**Required work**
Output all entries verbatim. Skip pictures.

··· Supplied entries

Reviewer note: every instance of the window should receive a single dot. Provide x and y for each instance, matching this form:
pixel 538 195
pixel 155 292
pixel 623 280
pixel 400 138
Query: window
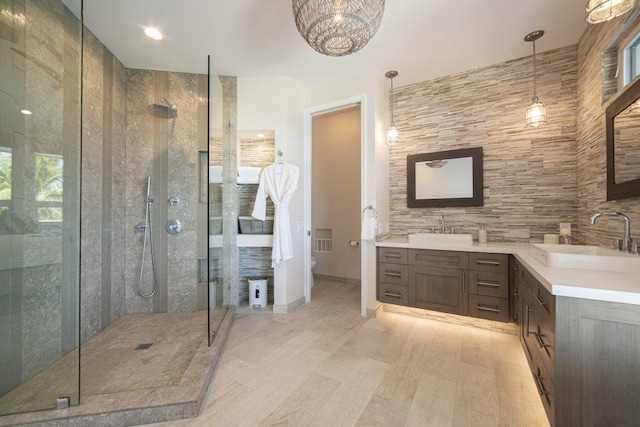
pixel 5 178
pixel 631 59
pixel 48 187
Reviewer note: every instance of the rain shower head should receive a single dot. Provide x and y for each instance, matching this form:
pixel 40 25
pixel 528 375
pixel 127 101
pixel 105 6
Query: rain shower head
pixel 163 109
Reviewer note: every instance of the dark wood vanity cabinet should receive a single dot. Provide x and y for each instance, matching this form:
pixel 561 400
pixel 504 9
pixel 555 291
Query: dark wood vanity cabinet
pixel 438 280
pixel 474 284
pixel 393 273
pixel 537 334
pixel 515 284
pixel 489 286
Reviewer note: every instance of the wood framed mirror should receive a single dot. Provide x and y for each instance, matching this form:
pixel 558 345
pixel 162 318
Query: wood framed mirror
pixel 450 178
pixel 623 144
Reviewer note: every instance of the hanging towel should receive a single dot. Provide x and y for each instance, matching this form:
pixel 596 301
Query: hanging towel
pixel 369 223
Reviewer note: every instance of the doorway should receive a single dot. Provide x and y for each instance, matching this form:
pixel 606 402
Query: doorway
pixel 333 197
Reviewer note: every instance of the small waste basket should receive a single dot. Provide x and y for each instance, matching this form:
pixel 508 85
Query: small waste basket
pixel 257 293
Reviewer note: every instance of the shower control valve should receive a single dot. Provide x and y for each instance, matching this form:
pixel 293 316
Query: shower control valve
pixel 174 226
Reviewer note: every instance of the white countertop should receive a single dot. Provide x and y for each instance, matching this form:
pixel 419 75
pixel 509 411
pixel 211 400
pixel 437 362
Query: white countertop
pixel 593 285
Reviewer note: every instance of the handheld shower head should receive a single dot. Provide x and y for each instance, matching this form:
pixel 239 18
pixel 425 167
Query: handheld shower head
pixel 149 199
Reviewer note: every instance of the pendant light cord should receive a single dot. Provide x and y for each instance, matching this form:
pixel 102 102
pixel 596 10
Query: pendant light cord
pixel 534 72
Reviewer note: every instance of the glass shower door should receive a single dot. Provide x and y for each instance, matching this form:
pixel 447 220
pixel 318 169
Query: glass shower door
pixel 40 126
pixel 218 177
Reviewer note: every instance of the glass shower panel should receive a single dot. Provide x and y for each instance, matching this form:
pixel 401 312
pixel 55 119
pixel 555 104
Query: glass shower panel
pixel 218 170
pixel 40 86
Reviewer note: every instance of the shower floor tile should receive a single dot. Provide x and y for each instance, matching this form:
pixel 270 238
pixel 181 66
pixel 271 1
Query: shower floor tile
pixel 171 375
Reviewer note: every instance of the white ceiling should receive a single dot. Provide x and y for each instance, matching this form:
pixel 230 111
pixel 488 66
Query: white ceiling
pixel 422 39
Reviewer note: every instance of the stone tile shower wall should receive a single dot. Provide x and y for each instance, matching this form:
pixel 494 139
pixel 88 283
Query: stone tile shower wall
pixel 529 174
pixel 166 150
pixel 103 187
pixel 591 137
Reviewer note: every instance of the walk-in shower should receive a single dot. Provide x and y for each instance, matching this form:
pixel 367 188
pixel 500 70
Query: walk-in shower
pixel 163 109
pixel 74 176
pixel 147 228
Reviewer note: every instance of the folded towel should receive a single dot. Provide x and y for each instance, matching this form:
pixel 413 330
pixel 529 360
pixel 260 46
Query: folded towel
pixel 249 171
pixel 248 179
pixel 369 227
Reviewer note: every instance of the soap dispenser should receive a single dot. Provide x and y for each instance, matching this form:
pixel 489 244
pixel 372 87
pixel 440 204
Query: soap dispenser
pixel 482 235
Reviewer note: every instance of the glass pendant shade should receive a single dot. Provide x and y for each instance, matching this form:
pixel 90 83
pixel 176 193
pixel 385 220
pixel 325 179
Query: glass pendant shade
pixel 605 10
pixel 536 113
pixel 337 27
pixel 393 137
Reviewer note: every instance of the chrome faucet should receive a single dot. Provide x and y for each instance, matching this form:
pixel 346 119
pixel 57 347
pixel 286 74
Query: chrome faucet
pixel 626 238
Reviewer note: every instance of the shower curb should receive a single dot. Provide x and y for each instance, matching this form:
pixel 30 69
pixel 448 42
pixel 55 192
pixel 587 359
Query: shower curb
pixel 188 405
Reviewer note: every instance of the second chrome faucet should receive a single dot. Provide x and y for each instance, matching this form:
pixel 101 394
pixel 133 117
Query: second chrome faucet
pixel 626 245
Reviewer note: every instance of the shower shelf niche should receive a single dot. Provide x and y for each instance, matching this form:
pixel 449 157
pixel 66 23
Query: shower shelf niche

······

**Answer for this exercise**
Reviewer note: every instance of the window should receive a single dot. Provide x and y for each instance, matching this form:
pixel 538 195
pixel 155 292
pixel 623 280
pixel 400 138
Query: window
pixel 5 178
pixel 631 59
pixel 48 187
Reviewer note: every instance of the rain shower head should receive a single dot. Provide x and y for each instance, matching this form:
pixel 40 25
pixel 528 375
pixel 127 101
pixel 105 6
Query: rain shower head
pixel 163 109
Reviewer note: every instance of the dark wood vanity cabinet should receive a single dot. Provide x and y for each instance, matching this form:
pixel 561 400
pixel 504 9
pixel 555 291
Query: dark wood vanity cabinet
pixel 438 280
pixel 474 284
pixel 393 273
pixel 537 334
pixel 515 284
pixel 489 286
Reviewer note: every instance of the wood framed mirror should receive a single dot. Provide x and y for each instance, matching this form:
pixel 558 345
pixel 162 318
Query: wood framed mirror
pixel 450 178
pixel 623 144
Reviewer note: every instance of the hanging towel should receive a single dot. Provide x and y for each instance, matching this form:
pixel 596 301
Query: hanging towel
pixel 369 223
Reviewer note: every instance of the doorway should receive a single dot. Provide x and y for each instance, matching this form:
pixel 606 402
Query: doorway
pixel 333 197
Reviewer note: every instance of the small waste basket should receive a single dot. Provide x and y for each instance, matching this form:
pixel 508 85
Query: small waste basket
pixel 257 293
Reviewer note: every instance of the shower control valve should receive a single dot. Provide x and y for each instance, matching this form:
pixel 293 316
Query: shower control valve
pixel 174 226
Reviewer note: every instance of the white countertop should receive a single dot. Provide x and y for each instance, matching this form:
pixel 419 75
pixel 509 411
pixel 211 400
pixel 437 362
Query: white countertop
pixel 593 285
Reviewer note: every instance of the handheld shower head should receive a single dot. Provide x and y for each instance, matching this form:
pixel 239 18
pixel 425 167
Query: handheld shower head
pixel 149 199
Reviewer note: every instance of the pendant light cord should receive a single dot. Provide x and y for each instance, matching this form:
pixel 102 102
pixel 596 10
Query: pendant light cord
pixel 534 72
Reviewer note: every instance of the glass shower door should receive a single dot. Provide x and y for each instance, matching this form:
pixel 447 220
pixel 318 169
Query: glass shower door
pixel 40 126
pixel 218 177
Reviewer note: every instance of the glass shower panel should receive a single dot. Provide x and y for each instance, matching this form:
pixel 401 312
pixel 55 119
pixel 555 104
Query: glass shower panel
pixel 218 170
pixel 40 86
Reviewer note: every instance of the shower floor tile should receive a single dot. Provide x and y for each instance, matching this form:
pixel 270 238
pixel 181 66
pixel 271 1
Query: shower floor tile
pixel 171 375
Reviewer note: every instance of the white ceiling should receive a single dot. Provide x and y for each instance, matching this form:
pixel 230 111
pixel 488 66
Query: white ceiling
pixel 422 39
Reviewer note: every instance of the stone tile shower wall should receive a single dot. Provide x and y for each instance, matching this form:
pixel 494 139
pixel 88 283
Query: stone tile shower wall
pixel 529 174
pixel 166 150
pixel 103 187
pixel 591 137
Reviewer note: every instance of the walk-in shower should receive a single dot. Provide x and y for each instance, matching this form:
pixel 367 188
pixel 500 70
Query: walk-in shower
pixel 163 109
pixel 74 176
pixel 147 228
Reviewer note: every instance of the folded towel should receive a single dot. Provide x and y for each instance, matching this form:
pixel 413 330
pixel 529 360
pixel 260 46
Query: folded towel
pixel 249 171
pixel 248 179
pixel 369 227
Reviewer note: every instance of the soap dispenser should receive a single dot. Provide x and y for each instance, matching this form:
pixel 489 244
pixel 372 87
pixel 440 204
Query: soap dispenser
pixel 482 235
Reviewer note: every instance of the glass pendant shade should receive a single dot. Provide x and y for each instance, matching this form:
pixel 90 83
pixel 176 193
pixel 385 220
pixel 325 179
Query: glass pendant shade
pixel 605 10
pixel 536 113
pixel 337 27
pixel 393 137
Reviewer note: every instance of the chrome faucet should receive a single dot. Provide x and y for each instance, matching this form:
pixel 346 119
pixel 57 347
pixel 286 74
Query: chrome faucet
pixel 626 238
Reviewer note: every instance of the shower curb should receive a single dot. Provide x and y for each instance, matching this form:
pixel 30 69
pixel 448 42
pixel 55 192
pixel 587 359
Query: shower curb
pixel 188 405
Reviewer note: every instance of the second chrome faucet should receive a single dot. Provide x and y for each instance, matching this form:
pixel 101 394
pixel 133 117
Query: second chrome faucet
pixel 626 245
Reviewer note: every instance of the shower shelf niche should receive a single dot. Provide x and y for each instance, matching this form:
pixel 449 157
pixel 66 23
Query: shower shelf niche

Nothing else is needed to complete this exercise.